Directions. Rewrite the records from their beginning through the line containing "<point>578,125</point>" as a numbered list, including both ends and omitting blank lines. Cover only that span.

Dataset entries:
•••••

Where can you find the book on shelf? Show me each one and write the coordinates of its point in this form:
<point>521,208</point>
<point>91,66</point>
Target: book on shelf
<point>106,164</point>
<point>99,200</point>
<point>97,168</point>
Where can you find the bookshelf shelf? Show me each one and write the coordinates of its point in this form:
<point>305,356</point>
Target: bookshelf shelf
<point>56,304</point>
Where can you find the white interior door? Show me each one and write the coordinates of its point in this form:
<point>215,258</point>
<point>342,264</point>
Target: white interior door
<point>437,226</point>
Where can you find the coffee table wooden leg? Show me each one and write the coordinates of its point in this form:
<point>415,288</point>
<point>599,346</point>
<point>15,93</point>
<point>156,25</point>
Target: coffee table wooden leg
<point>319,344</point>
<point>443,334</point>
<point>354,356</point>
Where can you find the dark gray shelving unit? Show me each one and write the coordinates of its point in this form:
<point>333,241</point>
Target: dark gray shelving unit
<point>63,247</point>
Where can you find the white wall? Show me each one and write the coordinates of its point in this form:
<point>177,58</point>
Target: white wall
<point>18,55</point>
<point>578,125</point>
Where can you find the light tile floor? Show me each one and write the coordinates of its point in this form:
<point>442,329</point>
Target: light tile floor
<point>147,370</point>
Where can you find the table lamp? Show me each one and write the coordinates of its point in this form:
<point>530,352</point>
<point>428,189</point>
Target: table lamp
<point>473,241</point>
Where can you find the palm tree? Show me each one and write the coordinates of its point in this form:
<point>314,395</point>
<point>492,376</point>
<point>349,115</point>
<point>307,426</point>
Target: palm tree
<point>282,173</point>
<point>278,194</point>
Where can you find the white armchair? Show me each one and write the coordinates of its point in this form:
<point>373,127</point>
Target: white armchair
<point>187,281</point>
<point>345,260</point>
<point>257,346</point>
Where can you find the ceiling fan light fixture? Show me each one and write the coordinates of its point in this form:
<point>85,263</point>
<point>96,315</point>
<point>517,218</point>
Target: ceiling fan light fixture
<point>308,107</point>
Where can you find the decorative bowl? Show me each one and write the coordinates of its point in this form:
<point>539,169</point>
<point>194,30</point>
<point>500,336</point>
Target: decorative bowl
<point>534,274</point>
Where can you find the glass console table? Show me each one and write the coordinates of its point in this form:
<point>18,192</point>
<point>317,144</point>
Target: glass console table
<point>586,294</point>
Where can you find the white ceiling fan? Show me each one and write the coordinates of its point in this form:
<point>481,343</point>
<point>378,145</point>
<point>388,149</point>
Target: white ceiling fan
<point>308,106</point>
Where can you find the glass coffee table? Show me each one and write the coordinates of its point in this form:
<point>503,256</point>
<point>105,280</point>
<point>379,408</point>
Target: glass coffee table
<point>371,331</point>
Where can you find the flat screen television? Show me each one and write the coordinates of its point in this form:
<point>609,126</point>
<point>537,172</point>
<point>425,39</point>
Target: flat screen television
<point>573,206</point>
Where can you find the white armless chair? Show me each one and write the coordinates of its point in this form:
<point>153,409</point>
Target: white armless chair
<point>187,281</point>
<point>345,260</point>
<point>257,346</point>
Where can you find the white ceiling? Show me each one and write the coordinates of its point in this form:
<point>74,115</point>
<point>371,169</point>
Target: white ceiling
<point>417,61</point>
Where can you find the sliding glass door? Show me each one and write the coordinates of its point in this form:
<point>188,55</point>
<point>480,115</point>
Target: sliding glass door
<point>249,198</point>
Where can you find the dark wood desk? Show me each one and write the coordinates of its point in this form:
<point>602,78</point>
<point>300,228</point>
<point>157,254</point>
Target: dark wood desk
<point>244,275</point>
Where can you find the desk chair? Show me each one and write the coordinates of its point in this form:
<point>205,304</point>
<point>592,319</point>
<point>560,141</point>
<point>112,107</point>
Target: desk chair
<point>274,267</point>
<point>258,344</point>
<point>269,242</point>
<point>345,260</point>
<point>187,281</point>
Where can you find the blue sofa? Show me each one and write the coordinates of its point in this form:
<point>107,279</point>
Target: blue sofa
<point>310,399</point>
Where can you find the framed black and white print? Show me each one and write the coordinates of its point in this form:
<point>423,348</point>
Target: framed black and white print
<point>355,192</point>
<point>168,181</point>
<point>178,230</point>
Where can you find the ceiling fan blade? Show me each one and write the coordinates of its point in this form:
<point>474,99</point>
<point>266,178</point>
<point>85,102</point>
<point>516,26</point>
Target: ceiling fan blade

•••••

Result of this exercise.
1. Where can you find the book on shelf? Show me each one and write the coordinates of its point in this form:
2. <point>521,208</point>
3. <point>91,66</point>
4. Target: book on shelf
5. <point>106,164</point>
6. <point>99,200</point>
7. <point>97,168</point>
8. Where can you find the bookshelf shelf? Show me each one and write the coordinates of its point in this form:
9. <point>305,356</point>
10. Target: bookshelf shelf
11. <point>56,304</point>
12. Where can you find the white interior door? Show me each one and write the coordinates of its point in this form:
13. <point>215,258</point>
14. <point>342,264</point>
15. Target: white interior door
16. <point>437,226</point>
17. Where can you find the coffee table wooden leg? Show me each one and write the coordinates of its point in this form:
18. <point>415,288</point>
19. <point>599,346</point>
20. <point>15,93</point>
21. <point>156,25</point>
22. Target: coffee table wooden leg
23. <point>319,344</point>
24. <point>443,334</point>
25. <point>354,356</point>
26. Where can you find the dark gray shelving unit? Show me each one and write the coordinates of its point in this form:
27. <point>333,241</point>
28. Target: dark gray shelving unit
29. <point>63,247</point>
30. Where can you find the white wall? Show me each one and write the coordinates of its point in this form:
31. <point>177,58</point>
32. Target: white wall
33. <point>18,55</point>
34. <point>578,125</point>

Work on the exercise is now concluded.